··· KUTIPAN

Opini
Turki Bergejolak: Pemilu Dini atau Mimpi Kosong?

Di tengah ruangan yang penuh semangat, tepuk tangan bergema dari 1.323 delegasi yang memadati Yenimahalle Nazim Hikmet Cultural Center di Ankara. Özgür Özel berdiri tegak di podium, sorot matanya tajam, suaranya lantang menembus hiruk-pikuk. Sang ketua Partai Rakyat Republik (CHP) baru saja melontarkan tantangan langsung kepada Presiden Recep Tayyip Erdogan. “Mulai Senin, kami akan mengumpulkan tanda tangan dari pintu ke pintu, di setiap jalan, untuk menunjukkan mosi tidak percaya terbesar kepada Erdogan,” katanya, seperti dilaporkan Al Mayadeen. Ia menyerukan pemilu dini: “paling cepat Juni, atau paling lambat November.” Tapi di balik retorika yang membakar semangat itu, pertanyaannya tetap sama—apakah ini harapan yang nyata, atau sekadar ilusi?

······
··· BUTIR YANG TERSEDIA

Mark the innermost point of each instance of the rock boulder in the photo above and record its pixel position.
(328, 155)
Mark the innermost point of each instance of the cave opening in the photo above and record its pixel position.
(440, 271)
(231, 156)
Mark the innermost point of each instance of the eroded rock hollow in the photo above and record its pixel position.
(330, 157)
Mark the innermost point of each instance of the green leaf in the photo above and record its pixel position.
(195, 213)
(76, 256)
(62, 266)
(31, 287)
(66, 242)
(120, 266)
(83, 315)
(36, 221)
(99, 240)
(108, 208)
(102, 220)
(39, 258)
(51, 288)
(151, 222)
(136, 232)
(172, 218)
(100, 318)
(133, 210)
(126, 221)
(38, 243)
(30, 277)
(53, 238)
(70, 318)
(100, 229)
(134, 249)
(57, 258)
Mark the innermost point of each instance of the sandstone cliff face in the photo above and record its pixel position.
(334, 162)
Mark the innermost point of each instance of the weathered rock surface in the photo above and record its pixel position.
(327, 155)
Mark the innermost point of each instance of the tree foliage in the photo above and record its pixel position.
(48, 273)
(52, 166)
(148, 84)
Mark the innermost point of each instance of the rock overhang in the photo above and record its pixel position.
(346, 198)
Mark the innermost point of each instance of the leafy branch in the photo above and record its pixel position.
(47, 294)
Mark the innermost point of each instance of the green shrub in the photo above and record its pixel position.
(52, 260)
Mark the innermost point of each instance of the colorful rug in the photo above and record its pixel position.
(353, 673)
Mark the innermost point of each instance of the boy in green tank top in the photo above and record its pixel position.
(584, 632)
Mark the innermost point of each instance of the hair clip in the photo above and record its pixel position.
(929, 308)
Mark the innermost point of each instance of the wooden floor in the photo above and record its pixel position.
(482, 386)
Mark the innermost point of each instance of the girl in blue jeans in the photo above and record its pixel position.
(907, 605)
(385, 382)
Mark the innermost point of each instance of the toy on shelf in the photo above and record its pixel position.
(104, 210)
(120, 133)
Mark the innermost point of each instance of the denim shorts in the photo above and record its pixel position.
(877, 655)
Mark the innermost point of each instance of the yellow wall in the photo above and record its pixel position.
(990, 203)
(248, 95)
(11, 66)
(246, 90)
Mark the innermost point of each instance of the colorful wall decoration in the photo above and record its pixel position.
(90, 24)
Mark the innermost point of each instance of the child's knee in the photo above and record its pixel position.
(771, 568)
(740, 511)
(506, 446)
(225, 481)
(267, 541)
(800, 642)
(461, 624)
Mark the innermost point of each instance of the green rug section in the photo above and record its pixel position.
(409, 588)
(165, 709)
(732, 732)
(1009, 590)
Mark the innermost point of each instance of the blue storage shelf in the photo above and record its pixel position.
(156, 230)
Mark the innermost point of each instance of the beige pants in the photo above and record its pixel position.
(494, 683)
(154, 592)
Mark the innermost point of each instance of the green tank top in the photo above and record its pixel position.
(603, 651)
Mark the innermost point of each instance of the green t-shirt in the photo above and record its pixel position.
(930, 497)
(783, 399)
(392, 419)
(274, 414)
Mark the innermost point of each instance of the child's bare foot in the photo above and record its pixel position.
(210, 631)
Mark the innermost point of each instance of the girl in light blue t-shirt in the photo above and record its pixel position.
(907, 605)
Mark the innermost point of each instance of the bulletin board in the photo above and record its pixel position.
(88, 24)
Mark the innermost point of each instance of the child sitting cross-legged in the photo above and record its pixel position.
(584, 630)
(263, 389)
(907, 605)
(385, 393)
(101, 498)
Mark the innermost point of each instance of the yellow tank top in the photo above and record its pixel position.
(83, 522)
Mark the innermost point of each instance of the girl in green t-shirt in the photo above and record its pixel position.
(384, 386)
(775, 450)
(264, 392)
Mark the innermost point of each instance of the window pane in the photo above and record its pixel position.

······

#### TUGAS ANDA
(1) Sebutkan semua nama hari dan bulan yang disebut dalam kutipan tentang pemilu dini di Turki.
(2) Tuliskan bagian berikutnya dari kutipan tentang pemilu dini di Turki, dimulai setelah kalimat terakhirnya.
Butir-butir di atas tidak berkaitan dengan kutipan.

#### JAWABAN
(1) Senin, Juni, November

(2)
Seruan Özel muncul saat Turki menghadapi gejolak politik terbesarnya dalam satu dekade. Pada 19 Maret 2025, Wali Kota Istanbul Ekrem Imamoglu ditangkap atas tuduhan korupsi yang ia bantah mentah-mentah. Menurut Turkish Minute, peristiwa itu menyulut gelombang protes besar-besaran. Puluhan ribu orang turun ke jalan di Istanbul dan kota-kota lain, menuntut keadilan. Pemerintah merespons dengan tangan besi: hampir 2.000 orang ditahan—mahasiswa, jurnalis, bahkan ibu rumah tangga. Özel menyebut demonstrasi ini sebagai “mosi tidak percaya terbesar dalam sejarah.” Tapi, bisakah tekanan rakyat benar-benar memaksa Erdogan ke meja pemilu lebih awal?
Secara konstitusional, pemilu dini di Turki hanya bisa diadakan jika parlemen menyetujuinya dengan minimal 360 suara dari total 600 kursi. Sementara itu, berdasarkan data Al Mayadeen, CHP hanya menguasai 127 kursi. Aliansi penguasa—Partai Keadilan dan Pembangunan (AKP) dan Partai Gerakan Nasionalis (MHP)—masih memegang 315 kursi. Dengan kata lain, oposisi kekurangan 233 suara. Bahkan jika seluruh partai oposisi lain bersatu, tetap saja mereka tak bisa mencapai ambang itu tanpa pembelotan besar-besaran dari kubu Erdogan. Dan untuk menambah lapisan rumit, Menteri Kehakiman Yilmaz Tunç menyatakan bahwa jika pemilu dini disetujui, Erdogan bisa mencalonkan diri lagi. Ini menempatkan kartu truf di tangannya.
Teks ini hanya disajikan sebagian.